TASK DIRECTIONS: What follows is a listing to be transcribed exactly.

::: SUPPLIED INFORMATION

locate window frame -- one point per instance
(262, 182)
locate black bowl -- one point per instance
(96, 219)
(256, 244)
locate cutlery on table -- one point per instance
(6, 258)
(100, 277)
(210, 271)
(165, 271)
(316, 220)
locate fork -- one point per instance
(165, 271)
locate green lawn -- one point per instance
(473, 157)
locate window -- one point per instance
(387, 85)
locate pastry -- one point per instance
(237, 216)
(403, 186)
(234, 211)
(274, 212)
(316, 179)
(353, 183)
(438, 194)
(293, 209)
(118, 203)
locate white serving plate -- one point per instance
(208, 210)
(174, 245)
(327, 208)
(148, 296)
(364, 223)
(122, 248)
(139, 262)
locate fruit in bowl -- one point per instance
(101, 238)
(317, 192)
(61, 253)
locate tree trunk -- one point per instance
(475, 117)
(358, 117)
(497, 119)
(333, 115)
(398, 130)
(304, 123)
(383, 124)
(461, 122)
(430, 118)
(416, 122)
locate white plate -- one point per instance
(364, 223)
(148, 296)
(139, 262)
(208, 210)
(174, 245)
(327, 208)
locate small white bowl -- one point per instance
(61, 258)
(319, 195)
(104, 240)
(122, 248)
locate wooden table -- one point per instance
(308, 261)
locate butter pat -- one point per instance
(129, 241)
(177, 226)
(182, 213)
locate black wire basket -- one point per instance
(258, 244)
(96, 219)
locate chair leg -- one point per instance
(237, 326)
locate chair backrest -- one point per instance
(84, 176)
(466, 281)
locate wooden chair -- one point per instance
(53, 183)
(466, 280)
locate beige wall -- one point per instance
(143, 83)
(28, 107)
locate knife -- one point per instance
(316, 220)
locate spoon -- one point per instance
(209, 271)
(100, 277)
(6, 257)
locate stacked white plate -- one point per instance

::::::

ANSWER:
locate window frame -- one point per instance
(262, 182)
locate black bowl -- one point per instance
(96, 219)
(256, 244)
locate cutlery on table -- one point per instance
(6, 258)
(100, 277)
(210, 271)
(165, 271)
(316, 220)
locate fork -- one point per instance
(165, 271)
locate green lawn -- one point per instance
(473, 157)
locate window -- one point per instance
(387, 85)
locate pastry -- one point per instance
(237, 216)
(403, 186)
(234, 211)
(274, 212)
(316, 179)
(353, 183)
(438, 194)
(293, 209)
(118, 203)
locate white serving plate -- one point per instance
(208, 210)
(174, 245)
(327, 208)
(148, 296)
(364, 223)
(122, 248)
(139, 262)
locate fruit in bowl -- one point per instance
(101, 238)
(317, 192)
(61, 253)
locate tree trunk -- one point per instance
(475, 117)
(358, 117)
(497, 119)
(333, 115)
(398, 130)
(304, 123)
(383, 124)
(461, 122)
(430, 118)
(416, 122)
locate white plate -- one point per instance
(364, 223)
(148, 296)
(139, 262)
(208, 210)
(174, 245)
(327, 208)
locate small white bowl -- one point per instance
(61, 258)
(319, 195)
(104, 240)
(122, 248)
locate wooden table -- one point per instance
(308, 261)
locate butter pat -- one point per instance
(129, 241)
(177, 226)
(182, 213)
locate black wire basket -- one point per instance
(258, 244)
(96, 219)
locate chair leg -- one point per instance
(237, 326)
locate chair backrest -- one point per instance
(84, 176)
(466, 281)
locate wooden chair -- one point per instance
(53, 183)
(466, 280)
locate beige wall -- one point per instance
(143, 83)
(28, 107)
locate knife -- one point per instance
(316, 220)
locate spoon -- one point per instance
(209, 271)
(100, 277)
(6, 257)
locate stacked white plate -- one point per instance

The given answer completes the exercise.